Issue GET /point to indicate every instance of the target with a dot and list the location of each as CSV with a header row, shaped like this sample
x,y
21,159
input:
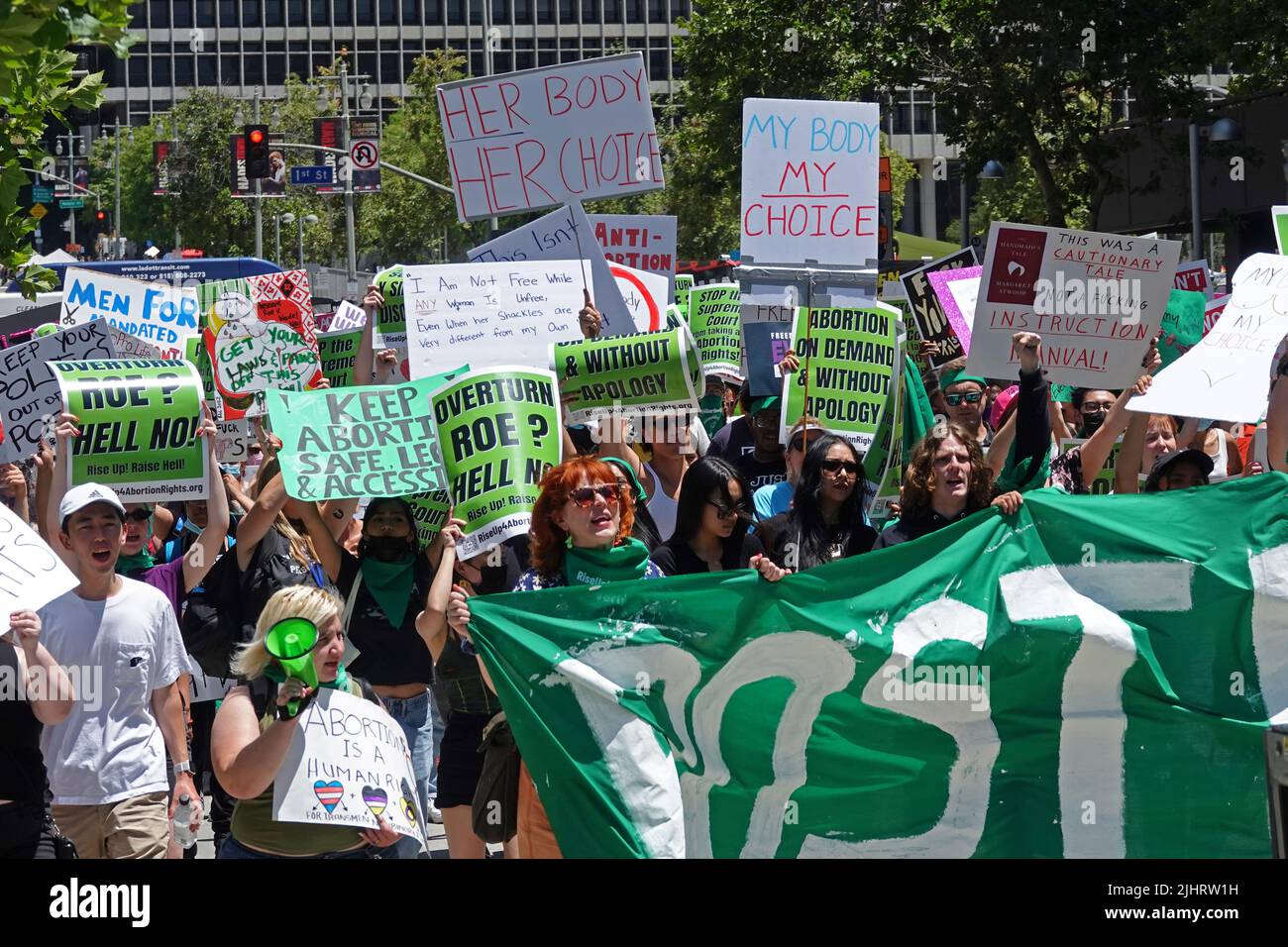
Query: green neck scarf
x,y
599,566
390,585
--------------------
▶ _Exercise_:
Can you rewrite the material above with "neck scarf" changed to "neckerchief" and nothing else altered? Omit the pictures from your version.

▶ _Correct output_:
Issue GET /point to indicate every instance of the target with a dot and list the location of each as CSV with a header row, shaped like this sample
x,y
21,159
input:
Query: green neckerchief
x,y
599,566
390,585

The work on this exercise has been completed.